Your goal:
Identify each line of the material below that contains the string "Task" and copy those lines out in full. Uppercase and lowercase letters must match exactly.

Supplied information:
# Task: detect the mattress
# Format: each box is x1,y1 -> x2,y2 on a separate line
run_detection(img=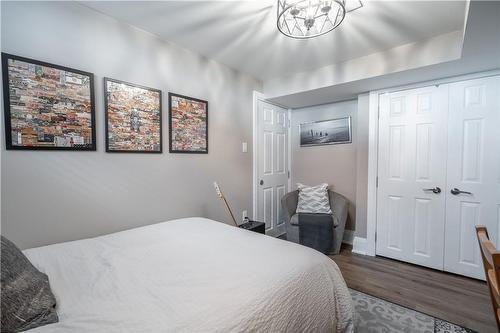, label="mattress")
24,218 -> 353,333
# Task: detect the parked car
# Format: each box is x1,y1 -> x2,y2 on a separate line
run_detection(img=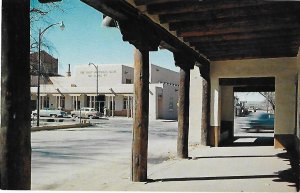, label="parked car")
71,107 -> 100,118
32,108 -> 67,117
246,112 -> 274,132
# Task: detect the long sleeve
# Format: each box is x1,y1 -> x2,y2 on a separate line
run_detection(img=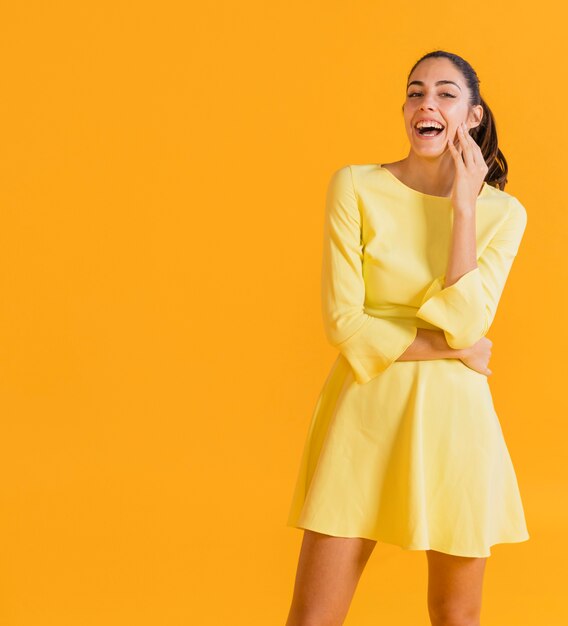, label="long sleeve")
416,196 -> 527,348
321,165 -> 418,384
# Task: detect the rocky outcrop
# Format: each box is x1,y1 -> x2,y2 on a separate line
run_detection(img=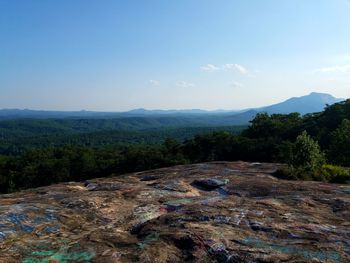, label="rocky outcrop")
0,162 -> 350,263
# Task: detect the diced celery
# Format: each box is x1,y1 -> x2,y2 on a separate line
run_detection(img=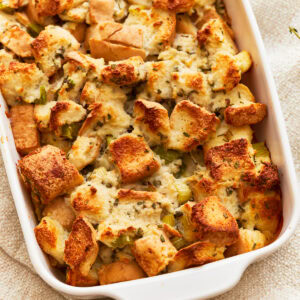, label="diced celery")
162,214 -> 175,227
175,181 -> 192,204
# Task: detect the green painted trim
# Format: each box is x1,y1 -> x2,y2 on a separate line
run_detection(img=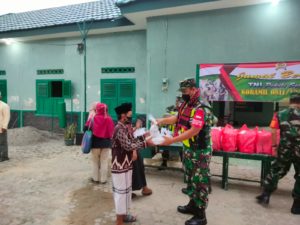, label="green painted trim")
0,17 -> 133,38
36,69 -> 64,75
66,111 -> 82,132
119,0 -> 219,14
196,64 -> 200,88
101,67 -> 135,73
10,109 -> 23,127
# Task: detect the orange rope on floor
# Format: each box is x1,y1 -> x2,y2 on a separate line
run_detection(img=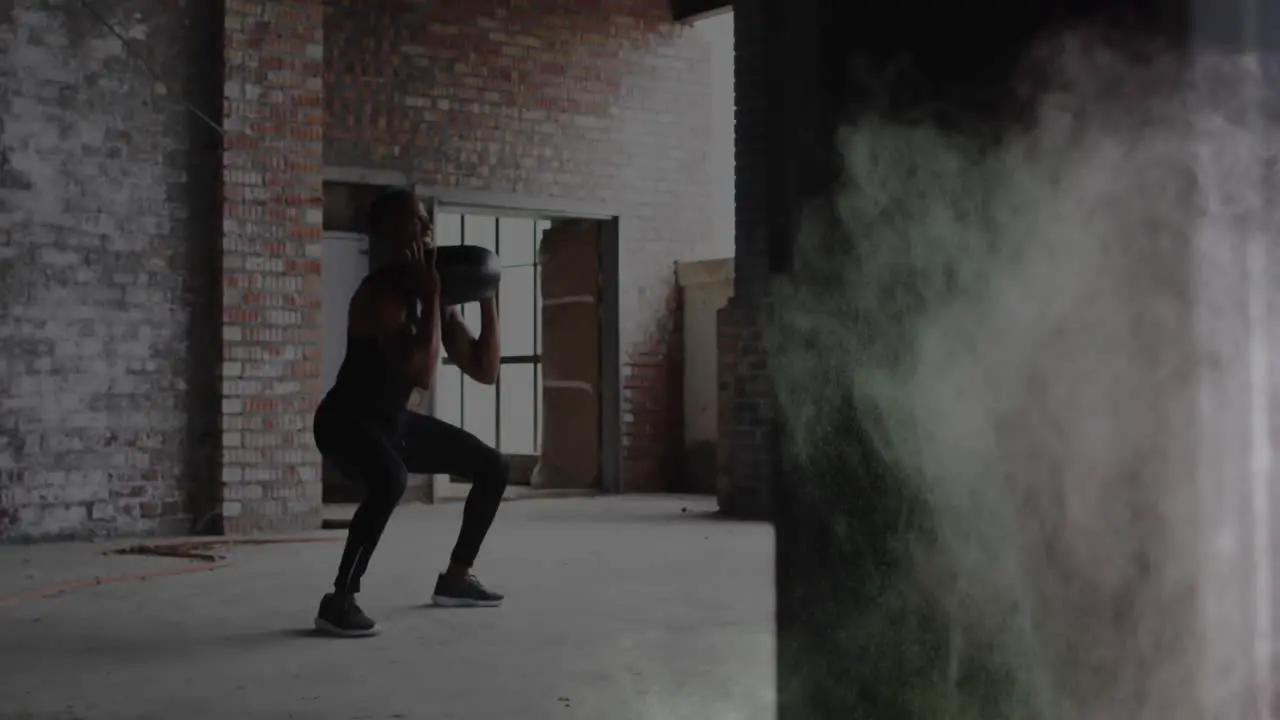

Exercise response:
# Task: detect the mattress
# Task: detect the parked car
# Task: detect the long sleeve
# Task: detect the rocky outcrop
# Task: detect the diced celery
# Task: detect the green painted trim
# Task: detect the orange rope on floor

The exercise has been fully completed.